**処理対象の記録:**
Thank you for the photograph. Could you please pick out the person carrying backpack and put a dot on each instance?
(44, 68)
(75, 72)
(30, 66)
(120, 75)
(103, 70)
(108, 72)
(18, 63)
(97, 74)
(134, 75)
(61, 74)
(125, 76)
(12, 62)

**演習課題:**
上の記録から、「Thank」という語を含む行をすべて抜き出しなさい。

**解答例:**
Thank you for the photograph. Could you please pick out the person carrying backpack and put a dot on each instance?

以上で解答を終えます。